> [Exercise description]
Reproduce the data that follows in its entirety, character for character.

Entries from a point annotation set
>> START
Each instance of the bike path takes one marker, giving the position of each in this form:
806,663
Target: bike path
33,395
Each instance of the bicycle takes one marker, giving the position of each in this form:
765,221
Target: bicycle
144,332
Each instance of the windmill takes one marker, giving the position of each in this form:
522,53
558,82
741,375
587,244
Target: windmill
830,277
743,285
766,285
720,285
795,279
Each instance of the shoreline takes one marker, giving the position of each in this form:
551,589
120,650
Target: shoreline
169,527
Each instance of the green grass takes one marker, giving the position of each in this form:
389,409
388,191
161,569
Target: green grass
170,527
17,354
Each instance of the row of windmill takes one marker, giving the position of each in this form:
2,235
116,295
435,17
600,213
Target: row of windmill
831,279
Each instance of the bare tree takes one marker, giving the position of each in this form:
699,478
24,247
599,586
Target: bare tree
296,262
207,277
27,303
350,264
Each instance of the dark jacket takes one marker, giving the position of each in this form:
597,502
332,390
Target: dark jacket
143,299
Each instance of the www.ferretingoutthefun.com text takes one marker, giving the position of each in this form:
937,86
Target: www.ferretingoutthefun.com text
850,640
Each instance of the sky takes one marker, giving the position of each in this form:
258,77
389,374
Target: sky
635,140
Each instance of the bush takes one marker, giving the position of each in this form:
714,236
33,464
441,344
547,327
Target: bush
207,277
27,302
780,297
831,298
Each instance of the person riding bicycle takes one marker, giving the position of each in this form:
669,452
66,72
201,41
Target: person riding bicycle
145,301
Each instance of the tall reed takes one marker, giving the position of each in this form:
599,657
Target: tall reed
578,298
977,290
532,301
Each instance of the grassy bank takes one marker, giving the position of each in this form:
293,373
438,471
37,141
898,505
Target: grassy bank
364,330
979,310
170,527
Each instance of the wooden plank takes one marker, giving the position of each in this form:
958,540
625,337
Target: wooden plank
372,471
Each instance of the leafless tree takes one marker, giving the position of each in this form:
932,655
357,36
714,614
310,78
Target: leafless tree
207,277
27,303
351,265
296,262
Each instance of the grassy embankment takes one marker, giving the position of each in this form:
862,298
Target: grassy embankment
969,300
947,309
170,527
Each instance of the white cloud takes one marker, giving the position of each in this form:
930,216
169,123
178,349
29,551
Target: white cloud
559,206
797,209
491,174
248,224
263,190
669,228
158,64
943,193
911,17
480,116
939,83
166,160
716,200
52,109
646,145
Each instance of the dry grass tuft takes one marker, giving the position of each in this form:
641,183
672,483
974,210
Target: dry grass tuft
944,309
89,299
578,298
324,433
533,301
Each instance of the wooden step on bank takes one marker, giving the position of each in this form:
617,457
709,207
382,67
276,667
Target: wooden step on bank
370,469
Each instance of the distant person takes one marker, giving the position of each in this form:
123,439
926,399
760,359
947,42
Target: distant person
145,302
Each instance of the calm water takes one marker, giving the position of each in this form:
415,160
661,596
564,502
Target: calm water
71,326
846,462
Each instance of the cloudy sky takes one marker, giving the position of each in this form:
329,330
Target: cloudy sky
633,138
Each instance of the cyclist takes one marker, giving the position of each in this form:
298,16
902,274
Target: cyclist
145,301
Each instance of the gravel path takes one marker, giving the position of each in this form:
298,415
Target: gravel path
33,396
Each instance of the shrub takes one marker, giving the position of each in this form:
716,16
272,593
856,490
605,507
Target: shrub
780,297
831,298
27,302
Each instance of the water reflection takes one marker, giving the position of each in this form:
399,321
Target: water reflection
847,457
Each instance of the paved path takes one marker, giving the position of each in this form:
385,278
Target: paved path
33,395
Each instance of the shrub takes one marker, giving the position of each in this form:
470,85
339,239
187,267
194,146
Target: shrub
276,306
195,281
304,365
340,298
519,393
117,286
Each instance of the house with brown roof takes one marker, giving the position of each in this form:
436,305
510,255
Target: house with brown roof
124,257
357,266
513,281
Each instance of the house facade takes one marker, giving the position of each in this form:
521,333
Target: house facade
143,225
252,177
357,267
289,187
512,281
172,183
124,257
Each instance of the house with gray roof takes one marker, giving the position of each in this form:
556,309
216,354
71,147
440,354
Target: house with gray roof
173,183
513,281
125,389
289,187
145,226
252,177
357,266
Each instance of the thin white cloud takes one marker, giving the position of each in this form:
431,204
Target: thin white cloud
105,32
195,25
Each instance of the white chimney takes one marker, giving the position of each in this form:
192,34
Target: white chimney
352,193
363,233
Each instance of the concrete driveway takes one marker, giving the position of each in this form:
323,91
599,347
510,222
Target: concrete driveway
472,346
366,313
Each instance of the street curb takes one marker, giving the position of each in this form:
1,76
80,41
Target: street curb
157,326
>> END
> [Solution for this task]
Each instance of the bike path takes one marker, giving the position of each in this form:
806,663
Target: bike path
33,395
Each instance of the bicycle takes one marker, giving the position of each in this form:
765,221
Target: bicycle
144,332
Each instance of the windmill takes one marker, giving the position of each in this form:
522,53
558,82
741,375
587,244
Target: windmill
830,277
743,285
766,285
720,285
795,279
Each instance of the shoreline takes one marker, giving the position of each in this form:
551,589
120,650
Target: shoreline
169,527
Each instance of the green grass takes one marker, giving the position of each in this form:
389,409
388,191
161,569
Target: green grass
170,527
17,354
Each instance of the row of windmill takes one marker, giving the position of each in this form:
2,235
116,295
435,17
600,213
Target: row of windmill
831,279
Each instance of the bare tree takes one marker, giving the position of each in this form:
699,478
24,247
599,586
Target: bare tree
296,262
207,277
27,303
350,264
Each instance of the dark jacket takes one marker, giving the position of each in this form:
597,502
332,390
Target: dark jacket
143,299
Each instance of the www.ferretingoutthefun.com text takes one marker, giving the position of each in this form:
937,86
Target: www.ferretingoutthefun.com text
850,640
Each instance of the sky takes one marker, giving the position of each in this form:
258,77
389,374
Target: sky
635,140
Each instance of the bush takes one marker, giving the position of each in this form:
714,236
33,464
441,344
547,327
Target: bush
207,277
27,302
780,297
831,298
Each instance of the person riding bicycle takes one marker, giving the position of each in this form:
669,452
66,72
201,41
Target: person riding bicycle
145,301
Each instance of the tall reed takes one marker, giving the position of each in this form:
599,657
Target: tall reed
578,298
977,290
532,301
Each instance of the grassy bank takes one marker, giving the position of each in this form:
293,373
438,471
37,141
898,505
Target: grassy bank
364,330
979,310
170,527
Each instance of the wooden plank takes one marker, giving the position of each in this form:
958,540
625,337
Target: wooden plank
372,471
Each instance of the leafless tree takes one marker, giving the position of each in this form:
932,655
357,36
714,614
310,78
Target: leafless tree
207,277
27,303
351,265
296,262
Each instance of the grassy embankment takes one marker, giving the position of each in this form:
862,298
Target: grassy embankment
969,300
947,309
170,527
Each instance of the white cloud takes one marker, giving the position of each in this form:
930,216
169,123
178,349
29,551
Target: white cloud
559,206
797,209
491,174
248,224
263,190
669,228
158,64
943,193
911,17
480,116
939,83
166,160
716,200
52,109
646,145
Each instance of the dry grass tuft takes one marker, giving the position of each in this form:
641,183
672,483
974,210
Target: dry grass tuft
944,309
89,299
578,298
324,433
533,301
Each instance of the wooden step on bank takes one marker, giving the position of each in this form:
617,457
709,207
382,67
276,667
Target: wooden step on bank
370,469
Each instance of the distant person takes one marker, giving the position of each in this form:
123,439
926,399
760,359
947,42
Target: distant person
145,302
Each instance of the calm water takes one marker, giving the position of each in this form:
415,160
661,596
564,502
Target: calm water
71,326
846,462
Each instance of the cloudy sky takes one marker, giving the position of each in this form:
329,330
Target: cloudy sky
633,138
Each instance of the cyclist takes one marker, giving the position of each in this form:
298,16
902,274
Target: cyclist
145,301
Each instance of the gravel path takes one marker, giving the position of each in this form:
298,415
Target: gravel path
33,396
Each instance of the shrub takes one marker, giving the position of each in this form:
716,16
272,593
856,490
605,507
Target: shrub
780,297
831,298
27,302
Each instance of the water reflection takes one marker, giving the position of each in this form:
399,321
Target: water reflection
847,457
Each instance of the paved path takes one marker, giving the position of each in this form:
385,278
Target: paved path
33,395
Each instance of the shrub takes one marker, giving the position of each in this form:
470,85
339,239
187,267
194,146
Target: shrub
276,306
195,281
304,365
340,298
519,393
117,286
Each instance of the house with brown roof takes one marker, giving the position of each in this form:
436,305
510,255
Target: house with brown roof
124,257
357,266
513,281
Each instance of the house facade takes one marker, giving the position of each in this form:
521,333
Target: house facade
143,225
252,177
357,267
289,187
512,281
172,183
124,257
Each instance of the house with gray roof takes one marker, giving the position of each in this form:
556,309
216,354
71,147
440,354
Target: house with gray roof
173,183
513,281
125,389
289,187
145,226
252,177
357,266
Each instance of the thin white cloud takes one marker, giving the position of each in this form:
431,204
Target: thin white cloud
105,32
195,25
Each instance of the white chimney takes one marker, giving the position of each in this form:
192,34
Target: white chimney
352,193
363,233
Each instance of the concrete driveway takes one marker, giving the position of each in this form:
323,91
599,347
510,222
Target: concrete driveway
472,346
366,313
Each instance of the street curb takes one marker, giving the position of each in this form:
1,76
80,41
Target: street curb
157,326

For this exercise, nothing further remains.